ABOUT THIS TASK: In the entries below, find the line with "Exercise. Point out the windshield" and the line with "Exercise. Point out the seven-slot"; give again those lines and every line between them, exactly.

--- START ---

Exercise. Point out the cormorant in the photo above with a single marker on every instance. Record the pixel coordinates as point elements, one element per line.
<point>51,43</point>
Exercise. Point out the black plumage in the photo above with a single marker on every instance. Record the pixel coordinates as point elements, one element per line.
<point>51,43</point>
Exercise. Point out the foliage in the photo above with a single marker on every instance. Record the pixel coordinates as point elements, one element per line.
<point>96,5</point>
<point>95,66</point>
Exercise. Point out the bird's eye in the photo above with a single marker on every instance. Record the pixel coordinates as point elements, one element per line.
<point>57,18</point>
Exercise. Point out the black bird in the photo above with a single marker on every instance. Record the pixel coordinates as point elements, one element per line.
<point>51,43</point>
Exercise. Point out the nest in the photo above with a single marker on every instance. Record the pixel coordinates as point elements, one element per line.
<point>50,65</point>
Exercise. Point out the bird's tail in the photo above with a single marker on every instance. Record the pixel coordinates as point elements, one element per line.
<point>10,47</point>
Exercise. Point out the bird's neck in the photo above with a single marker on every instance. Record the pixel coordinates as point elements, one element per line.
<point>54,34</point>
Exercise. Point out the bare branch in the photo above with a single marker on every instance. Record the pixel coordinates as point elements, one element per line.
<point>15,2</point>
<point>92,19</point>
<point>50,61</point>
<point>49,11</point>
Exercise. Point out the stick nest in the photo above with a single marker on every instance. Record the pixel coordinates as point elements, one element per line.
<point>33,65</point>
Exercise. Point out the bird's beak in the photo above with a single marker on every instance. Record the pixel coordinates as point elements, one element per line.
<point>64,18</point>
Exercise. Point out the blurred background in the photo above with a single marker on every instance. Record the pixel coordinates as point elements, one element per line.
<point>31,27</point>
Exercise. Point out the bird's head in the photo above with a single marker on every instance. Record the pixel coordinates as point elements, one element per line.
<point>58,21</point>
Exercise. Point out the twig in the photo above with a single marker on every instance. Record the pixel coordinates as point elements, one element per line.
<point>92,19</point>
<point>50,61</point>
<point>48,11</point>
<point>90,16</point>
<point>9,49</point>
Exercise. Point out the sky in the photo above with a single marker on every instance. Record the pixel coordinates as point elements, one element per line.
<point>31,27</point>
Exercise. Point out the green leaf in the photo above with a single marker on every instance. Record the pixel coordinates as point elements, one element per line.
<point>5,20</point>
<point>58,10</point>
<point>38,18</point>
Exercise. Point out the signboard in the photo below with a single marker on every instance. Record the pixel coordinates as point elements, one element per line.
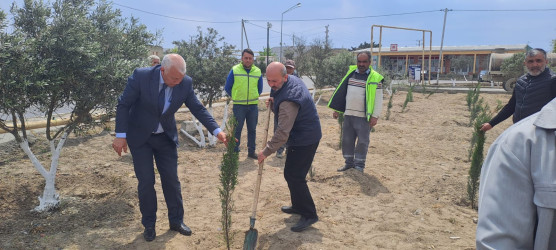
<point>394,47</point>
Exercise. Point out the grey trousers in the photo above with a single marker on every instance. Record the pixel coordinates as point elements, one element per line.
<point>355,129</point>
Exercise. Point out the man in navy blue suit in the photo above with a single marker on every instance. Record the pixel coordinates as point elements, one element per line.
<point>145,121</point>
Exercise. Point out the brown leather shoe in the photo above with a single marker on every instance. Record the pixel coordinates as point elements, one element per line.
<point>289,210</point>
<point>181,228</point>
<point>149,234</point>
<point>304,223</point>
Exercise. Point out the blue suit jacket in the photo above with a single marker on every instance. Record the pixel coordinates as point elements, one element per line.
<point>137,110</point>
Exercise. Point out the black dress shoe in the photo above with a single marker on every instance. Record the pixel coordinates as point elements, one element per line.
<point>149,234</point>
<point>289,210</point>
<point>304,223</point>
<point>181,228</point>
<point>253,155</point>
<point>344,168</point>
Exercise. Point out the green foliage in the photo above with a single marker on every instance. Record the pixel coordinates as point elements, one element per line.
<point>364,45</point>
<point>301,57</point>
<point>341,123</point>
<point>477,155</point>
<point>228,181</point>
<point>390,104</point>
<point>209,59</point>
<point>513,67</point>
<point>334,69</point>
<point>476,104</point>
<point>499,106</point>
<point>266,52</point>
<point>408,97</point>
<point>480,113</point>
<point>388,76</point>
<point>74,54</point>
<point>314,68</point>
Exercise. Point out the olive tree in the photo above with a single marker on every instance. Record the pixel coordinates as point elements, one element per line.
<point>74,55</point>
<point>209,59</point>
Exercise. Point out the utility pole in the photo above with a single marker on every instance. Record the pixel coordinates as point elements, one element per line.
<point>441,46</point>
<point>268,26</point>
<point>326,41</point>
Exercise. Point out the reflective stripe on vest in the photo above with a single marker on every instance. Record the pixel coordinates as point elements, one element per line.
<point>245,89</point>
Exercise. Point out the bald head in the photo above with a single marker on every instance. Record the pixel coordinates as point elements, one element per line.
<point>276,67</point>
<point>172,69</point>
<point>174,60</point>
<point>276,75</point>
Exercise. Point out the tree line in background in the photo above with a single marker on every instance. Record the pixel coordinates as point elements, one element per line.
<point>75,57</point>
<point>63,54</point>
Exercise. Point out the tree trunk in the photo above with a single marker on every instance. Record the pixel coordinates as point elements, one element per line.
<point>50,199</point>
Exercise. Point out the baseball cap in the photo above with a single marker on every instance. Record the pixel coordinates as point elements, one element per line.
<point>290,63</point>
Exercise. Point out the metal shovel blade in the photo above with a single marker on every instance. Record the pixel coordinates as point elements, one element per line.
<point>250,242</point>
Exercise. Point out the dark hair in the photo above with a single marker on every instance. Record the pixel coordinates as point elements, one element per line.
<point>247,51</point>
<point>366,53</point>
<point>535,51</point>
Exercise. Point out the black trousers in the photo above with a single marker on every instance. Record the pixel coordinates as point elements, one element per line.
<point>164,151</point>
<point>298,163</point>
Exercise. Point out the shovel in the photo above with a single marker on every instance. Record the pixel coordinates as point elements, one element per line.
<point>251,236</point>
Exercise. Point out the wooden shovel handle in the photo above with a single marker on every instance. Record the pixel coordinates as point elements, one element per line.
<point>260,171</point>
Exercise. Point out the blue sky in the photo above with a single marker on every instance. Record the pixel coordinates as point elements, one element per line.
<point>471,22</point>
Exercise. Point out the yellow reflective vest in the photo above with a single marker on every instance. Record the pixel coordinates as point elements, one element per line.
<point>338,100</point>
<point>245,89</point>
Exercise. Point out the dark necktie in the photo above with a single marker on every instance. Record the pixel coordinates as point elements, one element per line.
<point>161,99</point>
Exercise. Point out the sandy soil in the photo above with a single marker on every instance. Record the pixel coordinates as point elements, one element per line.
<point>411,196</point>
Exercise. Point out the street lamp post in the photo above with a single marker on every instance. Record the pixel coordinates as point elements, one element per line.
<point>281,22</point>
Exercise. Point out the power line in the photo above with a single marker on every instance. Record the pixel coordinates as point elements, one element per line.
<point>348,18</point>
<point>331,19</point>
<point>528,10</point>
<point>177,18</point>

--- END ---
--- START ---

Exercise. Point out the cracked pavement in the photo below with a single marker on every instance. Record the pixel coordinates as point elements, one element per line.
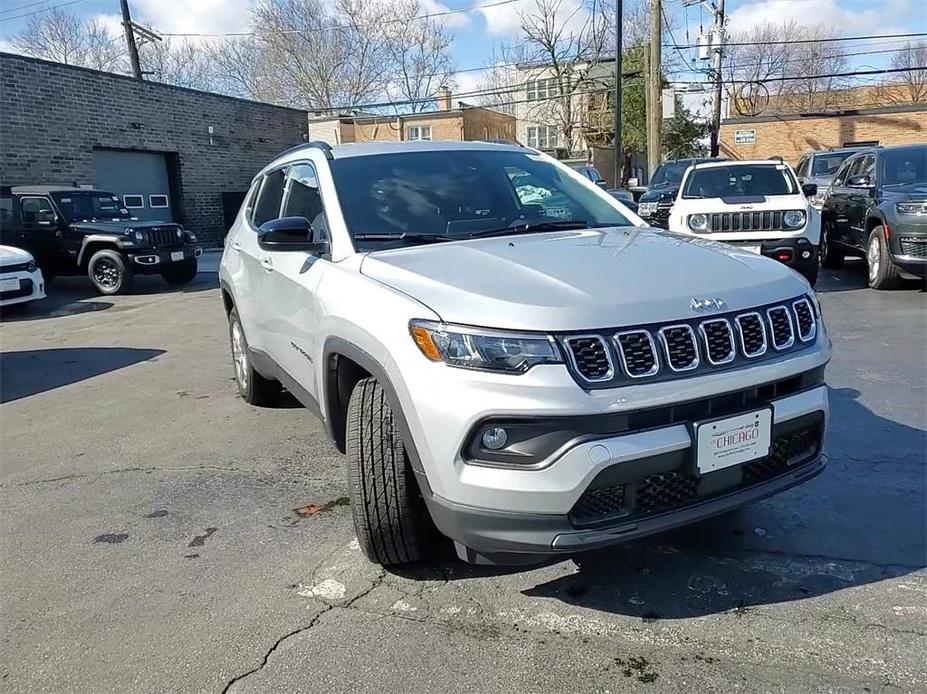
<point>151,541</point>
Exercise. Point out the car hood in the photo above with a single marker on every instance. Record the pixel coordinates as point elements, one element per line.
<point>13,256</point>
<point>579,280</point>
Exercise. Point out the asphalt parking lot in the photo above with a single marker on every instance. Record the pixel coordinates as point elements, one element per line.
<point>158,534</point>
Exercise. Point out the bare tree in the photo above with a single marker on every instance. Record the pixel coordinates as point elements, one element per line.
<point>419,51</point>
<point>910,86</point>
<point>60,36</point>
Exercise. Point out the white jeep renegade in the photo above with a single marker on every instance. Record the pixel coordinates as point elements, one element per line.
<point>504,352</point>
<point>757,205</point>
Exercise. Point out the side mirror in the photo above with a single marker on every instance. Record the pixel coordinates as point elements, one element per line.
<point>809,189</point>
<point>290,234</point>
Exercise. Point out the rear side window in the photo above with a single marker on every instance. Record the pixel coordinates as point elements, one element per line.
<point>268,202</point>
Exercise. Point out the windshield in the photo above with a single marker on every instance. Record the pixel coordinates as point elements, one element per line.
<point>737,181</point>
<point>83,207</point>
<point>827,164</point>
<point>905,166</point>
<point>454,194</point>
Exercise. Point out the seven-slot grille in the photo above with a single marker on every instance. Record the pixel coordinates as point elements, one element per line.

--- END ---

ANSWER TO THE PROBLEM:
Exercise. Point out the windshield in the photo above with a single marker on every instance. Record the pixel coordinates as point elements, one element per line.
<point>737,181</point>
<point>83,207</point>
<point>827,164</point>
<point>905,166</point>
<point>454,194</point>
Exercise. Point out the seven-slot grille in the photo above with a single marker on every instance. Record the pixel coordinates as point elements, one element per line.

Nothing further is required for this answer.